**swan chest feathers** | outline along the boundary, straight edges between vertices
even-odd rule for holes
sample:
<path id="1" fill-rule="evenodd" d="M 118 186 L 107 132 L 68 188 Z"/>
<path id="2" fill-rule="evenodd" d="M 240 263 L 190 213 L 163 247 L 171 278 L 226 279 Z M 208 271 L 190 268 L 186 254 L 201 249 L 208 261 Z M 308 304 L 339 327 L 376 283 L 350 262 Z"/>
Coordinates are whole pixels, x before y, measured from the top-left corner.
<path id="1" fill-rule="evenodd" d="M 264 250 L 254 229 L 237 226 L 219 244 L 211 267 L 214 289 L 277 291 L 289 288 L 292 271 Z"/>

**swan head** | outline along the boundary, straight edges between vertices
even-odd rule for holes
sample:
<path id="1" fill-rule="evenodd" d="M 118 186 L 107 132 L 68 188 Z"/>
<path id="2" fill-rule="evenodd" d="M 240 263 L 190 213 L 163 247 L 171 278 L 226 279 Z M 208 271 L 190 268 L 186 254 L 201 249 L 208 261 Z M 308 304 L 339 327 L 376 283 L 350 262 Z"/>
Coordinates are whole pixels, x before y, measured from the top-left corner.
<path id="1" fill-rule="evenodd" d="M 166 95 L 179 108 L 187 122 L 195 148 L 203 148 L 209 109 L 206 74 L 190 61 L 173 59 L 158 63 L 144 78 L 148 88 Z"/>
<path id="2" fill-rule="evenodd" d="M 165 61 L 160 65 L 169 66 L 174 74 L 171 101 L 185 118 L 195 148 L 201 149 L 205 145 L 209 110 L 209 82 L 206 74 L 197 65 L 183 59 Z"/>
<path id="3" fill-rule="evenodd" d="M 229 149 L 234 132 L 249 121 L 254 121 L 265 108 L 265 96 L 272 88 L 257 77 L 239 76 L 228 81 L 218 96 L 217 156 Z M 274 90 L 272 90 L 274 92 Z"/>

--

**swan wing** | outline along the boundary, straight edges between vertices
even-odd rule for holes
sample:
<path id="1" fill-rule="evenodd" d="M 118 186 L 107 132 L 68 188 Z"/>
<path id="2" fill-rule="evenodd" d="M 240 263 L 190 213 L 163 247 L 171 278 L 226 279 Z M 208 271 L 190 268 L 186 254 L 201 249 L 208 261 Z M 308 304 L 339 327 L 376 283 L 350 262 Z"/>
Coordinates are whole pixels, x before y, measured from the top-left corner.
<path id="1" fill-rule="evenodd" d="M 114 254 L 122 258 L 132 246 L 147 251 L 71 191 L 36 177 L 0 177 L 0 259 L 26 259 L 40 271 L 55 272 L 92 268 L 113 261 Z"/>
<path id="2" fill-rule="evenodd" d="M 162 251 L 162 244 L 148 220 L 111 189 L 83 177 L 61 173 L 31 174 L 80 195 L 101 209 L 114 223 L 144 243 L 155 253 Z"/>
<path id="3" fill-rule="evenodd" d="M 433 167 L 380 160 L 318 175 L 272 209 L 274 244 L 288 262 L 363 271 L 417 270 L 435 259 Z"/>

--

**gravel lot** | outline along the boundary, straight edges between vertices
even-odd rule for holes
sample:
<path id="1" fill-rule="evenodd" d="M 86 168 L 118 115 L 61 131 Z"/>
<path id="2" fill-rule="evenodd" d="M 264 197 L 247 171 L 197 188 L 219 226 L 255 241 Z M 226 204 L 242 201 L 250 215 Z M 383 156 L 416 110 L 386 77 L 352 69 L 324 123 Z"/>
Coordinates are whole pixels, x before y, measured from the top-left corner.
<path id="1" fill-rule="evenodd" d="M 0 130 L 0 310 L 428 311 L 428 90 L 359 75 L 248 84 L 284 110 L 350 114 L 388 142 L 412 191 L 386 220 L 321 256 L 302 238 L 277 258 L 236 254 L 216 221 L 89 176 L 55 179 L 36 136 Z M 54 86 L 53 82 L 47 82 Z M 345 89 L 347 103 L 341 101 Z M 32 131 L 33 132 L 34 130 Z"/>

#### WHAT IS EXPECTED
Rewrite the lines between the one holding "chest feathers** |" and the one holding "229 149 L 234", inclusive, with every "top-left corner" changed to "upper-left corner" and nothing else altered.

#### CORRECT RESULT
**swan chest feathers** | outline along the boundary, straight edges between vertices
even-odd rule for holes
sample:
<path id="1" fill-rule="evenodd" d="M 118 186 L 107 132 L 68 188 Z"/>
<path id="2" fill-rule="evenodd" d="M 240 263 L 190 213 L 163 247 L 171 278 L 226 279 Z M 208 271 L 190 268 L 186 254 L 201 249 L 208 261 Z M 308 304 L 339 327 L 376 283 L 350 262 Z"/>
Coordinates are whole pixels, x before y, measured from the upper-left corner.
<path id="1" fill-rule="evenodd" d="M 264 250 L 254 229 L 237 226 L 219 244 L 211 267 L 214 289 L 277 291 L 289 288 L 292 271 Z"/>

**swan head** | outline along the boundary, straight edges between vertices
even-odd rule for holes
sample:
<path id="1" fill-rule="evenodd" d="M 118 186 L 107 132 L 68 188 Z"/>
<path id="2" fill-rule="evenodd" d="M 240 263 L 190 213 L 163 247 L 171 278 L 226 279 Z M 208 271 L 190 268 L 186 254 L 201 249 L 208 261 Z M 308 304 L 339 327 L 376 283 L 350 262 Z"/>
Coordinates are whole pixels, x before y, measured from the upper-left corner.
<path id="1" fill-rule="evenodd" d="M 166 95 L 179 108 L 187 122 L 195 148 L 203 148 L 209 109 L 206 74 L 190 61 L 173 59 L 158 63 L 144 78 L 148 88 Z"/>
<path id="2" fill-rule="evenodd" d="M 165 61 L 160 65 L 169 66 L 174 74 L 171 101 L 185 118 L 195 148 L 201 149 L 205 145 L 209 110 L 209 82 L 206 74 L 197 65 L 183 59 Z"/>
<path id="3" fill-rule="evenodd" d="M 229 149 L 234 132 L 249 121 L 254 121 L 265 108 L 265 96 L 272 88 L 257 77 L 239 76 L 228 81 L 218 96 L 217 156 Z M 274 90 L 272 90 L 274 92 Z"/>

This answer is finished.